── Materials provided ──

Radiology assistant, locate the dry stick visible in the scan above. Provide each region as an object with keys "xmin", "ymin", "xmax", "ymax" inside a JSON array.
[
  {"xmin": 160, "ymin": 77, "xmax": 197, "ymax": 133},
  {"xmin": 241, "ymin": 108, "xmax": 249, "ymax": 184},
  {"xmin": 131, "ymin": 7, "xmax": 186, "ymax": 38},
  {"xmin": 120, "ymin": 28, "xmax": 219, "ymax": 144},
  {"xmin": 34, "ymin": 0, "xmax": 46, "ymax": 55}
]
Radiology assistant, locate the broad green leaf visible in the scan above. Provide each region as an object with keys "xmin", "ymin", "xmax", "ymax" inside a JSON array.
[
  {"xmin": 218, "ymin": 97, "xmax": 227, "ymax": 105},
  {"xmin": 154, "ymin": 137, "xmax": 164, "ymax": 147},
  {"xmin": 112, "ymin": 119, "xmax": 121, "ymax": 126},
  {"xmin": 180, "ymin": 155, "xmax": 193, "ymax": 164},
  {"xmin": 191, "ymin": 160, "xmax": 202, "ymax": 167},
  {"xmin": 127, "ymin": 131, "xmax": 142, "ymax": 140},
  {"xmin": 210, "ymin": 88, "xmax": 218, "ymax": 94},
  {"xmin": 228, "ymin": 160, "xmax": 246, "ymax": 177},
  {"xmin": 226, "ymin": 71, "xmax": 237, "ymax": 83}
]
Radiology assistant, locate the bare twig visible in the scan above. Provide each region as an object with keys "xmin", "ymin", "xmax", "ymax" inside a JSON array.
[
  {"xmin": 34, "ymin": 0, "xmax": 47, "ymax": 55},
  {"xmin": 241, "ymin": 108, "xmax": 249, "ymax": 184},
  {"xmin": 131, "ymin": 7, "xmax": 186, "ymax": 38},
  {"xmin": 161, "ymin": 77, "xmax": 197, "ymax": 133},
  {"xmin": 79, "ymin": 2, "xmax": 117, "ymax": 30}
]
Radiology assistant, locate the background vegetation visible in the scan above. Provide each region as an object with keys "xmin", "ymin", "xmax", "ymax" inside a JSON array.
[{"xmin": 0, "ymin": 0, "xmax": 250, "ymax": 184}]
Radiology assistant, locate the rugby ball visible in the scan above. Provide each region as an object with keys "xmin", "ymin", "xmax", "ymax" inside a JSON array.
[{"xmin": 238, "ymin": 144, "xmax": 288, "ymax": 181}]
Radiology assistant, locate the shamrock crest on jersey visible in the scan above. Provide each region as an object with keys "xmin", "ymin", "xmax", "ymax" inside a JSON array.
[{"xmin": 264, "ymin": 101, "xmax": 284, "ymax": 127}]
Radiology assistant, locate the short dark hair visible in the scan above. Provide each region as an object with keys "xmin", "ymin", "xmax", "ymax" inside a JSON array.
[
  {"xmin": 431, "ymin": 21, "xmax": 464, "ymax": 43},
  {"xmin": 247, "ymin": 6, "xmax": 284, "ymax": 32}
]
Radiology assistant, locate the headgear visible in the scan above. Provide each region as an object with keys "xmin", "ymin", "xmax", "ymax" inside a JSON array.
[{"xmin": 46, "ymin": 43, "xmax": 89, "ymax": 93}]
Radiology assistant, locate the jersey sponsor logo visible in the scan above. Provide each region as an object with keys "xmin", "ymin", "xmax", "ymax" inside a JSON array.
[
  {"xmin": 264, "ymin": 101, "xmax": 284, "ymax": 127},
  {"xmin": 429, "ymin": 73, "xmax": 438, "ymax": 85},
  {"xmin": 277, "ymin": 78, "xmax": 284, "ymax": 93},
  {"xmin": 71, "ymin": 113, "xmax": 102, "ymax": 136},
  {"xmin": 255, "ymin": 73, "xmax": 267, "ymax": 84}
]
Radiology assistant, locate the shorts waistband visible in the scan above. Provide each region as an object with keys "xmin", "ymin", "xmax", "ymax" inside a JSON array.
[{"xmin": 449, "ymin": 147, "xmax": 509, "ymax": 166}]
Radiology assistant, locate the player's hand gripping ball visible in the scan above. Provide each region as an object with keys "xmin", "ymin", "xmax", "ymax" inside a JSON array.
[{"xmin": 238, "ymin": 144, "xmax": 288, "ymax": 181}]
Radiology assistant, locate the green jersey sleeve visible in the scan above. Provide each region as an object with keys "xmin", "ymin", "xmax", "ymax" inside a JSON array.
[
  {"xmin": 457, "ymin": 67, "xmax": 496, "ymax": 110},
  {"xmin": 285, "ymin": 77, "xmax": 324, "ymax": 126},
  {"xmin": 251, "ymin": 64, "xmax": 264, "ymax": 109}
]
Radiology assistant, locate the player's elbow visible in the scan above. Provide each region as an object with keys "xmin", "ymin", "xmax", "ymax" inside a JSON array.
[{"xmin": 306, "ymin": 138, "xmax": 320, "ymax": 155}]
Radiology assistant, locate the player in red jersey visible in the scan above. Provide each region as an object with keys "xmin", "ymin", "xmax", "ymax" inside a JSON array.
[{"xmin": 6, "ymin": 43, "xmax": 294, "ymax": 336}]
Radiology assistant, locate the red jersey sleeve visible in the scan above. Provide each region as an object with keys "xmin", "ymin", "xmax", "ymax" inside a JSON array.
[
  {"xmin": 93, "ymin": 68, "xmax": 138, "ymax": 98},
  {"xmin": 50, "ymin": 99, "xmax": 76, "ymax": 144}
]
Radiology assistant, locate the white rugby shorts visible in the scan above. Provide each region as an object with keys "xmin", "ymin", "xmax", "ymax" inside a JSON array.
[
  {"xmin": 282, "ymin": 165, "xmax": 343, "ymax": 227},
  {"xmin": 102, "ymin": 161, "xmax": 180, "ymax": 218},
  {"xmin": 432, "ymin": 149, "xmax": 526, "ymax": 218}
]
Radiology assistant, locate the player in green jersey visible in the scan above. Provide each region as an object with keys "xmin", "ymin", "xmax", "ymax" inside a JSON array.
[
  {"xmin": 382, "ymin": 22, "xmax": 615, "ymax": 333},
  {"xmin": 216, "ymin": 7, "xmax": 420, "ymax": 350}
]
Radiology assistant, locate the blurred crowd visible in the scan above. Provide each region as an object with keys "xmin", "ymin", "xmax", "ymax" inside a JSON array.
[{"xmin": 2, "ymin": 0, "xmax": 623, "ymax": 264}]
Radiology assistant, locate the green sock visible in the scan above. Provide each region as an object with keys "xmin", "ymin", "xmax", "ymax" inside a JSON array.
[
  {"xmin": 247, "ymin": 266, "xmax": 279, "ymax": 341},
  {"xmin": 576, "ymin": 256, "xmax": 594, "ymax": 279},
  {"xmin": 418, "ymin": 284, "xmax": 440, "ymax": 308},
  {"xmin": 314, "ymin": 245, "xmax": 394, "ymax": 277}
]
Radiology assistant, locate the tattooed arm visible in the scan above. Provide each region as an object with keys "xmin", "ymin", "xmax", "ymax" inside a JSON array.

───

Written instruction:
Copy out, without any change, every line from the one containing "Radiology assistant, locate the red" through the end of the records, inclusive.

Completed exercise:
Radiology assistant, locate the red jersey sleeve visible in the scan above. Provide each region as an object with keys "xmin", "ymin", "xmax", "ymax" inside a JSON array.
[
  {"xmin": 93, "ymin": 68, "xmax": 138, "ymax": 98},
  {"xmin": 50, "ymin": 99, "xmax": 76, "ymax": 144}
]
Radiology assistant, locate the white rugby shorts visible in the scan above. Provide each region as an object with keys "xmin", "ymin", "xmax", "ymax" inside a JSON array.
[
  {"xmin": 282, "ymin": 165, "xmax": 343, "ymax": 227},
  {"xmin": 102, "ymin": 161, "xmax": 180, "ymax": 218},
  {"xmin": 432, "ymin": 149, "xmax": 526, "ymax": 218}
]
Radiology assistant, locate the player in green jersey visible in the scan above. Provide each region as an object with keys "xmin", "ymin", "xmax", "ymax" inside a JSON array.
[
  {"xmin": 382, "ymin": 22, "xmax": 615, "ymax": 333},
  {"xmin": 216, "ymin": 7, "xmax": 420, "ymax": 350}
]
Radiology assistant, locate the blurred crowd visible in the scan above. Provide each region as an object with keys "xmin", "ymin", "xmax", "ymax" inside a JSON array.
[{"xmin": 2, "ymin": 0, "xmax": 623, "ymax": 264}]
Radiology assistant, locate the green sock visible in the scan above. Provide each region as an object with keys "xmin", "ymin", "xmax", "ymax" inside a JSON array.
[
  {"xmin": 247, "ymin": 266, "xmax": 279, "ymax": 341},
  {"xmin": 576, "ymin": 256, "xmax": 594, "ymax": 279},
  {"xmin": 418, "ymin": 284, "xmax": 440, "ymax": 308},
  {"xmin": 314, "ymin": 245, "xmax": 394, "ymax": 277}
]
Radiology assistant, locate the tattooed arm visible in the scan above. Provide each region as an object with keys "xmin", "ymin", "xmax", "ymax" inside a JSON array.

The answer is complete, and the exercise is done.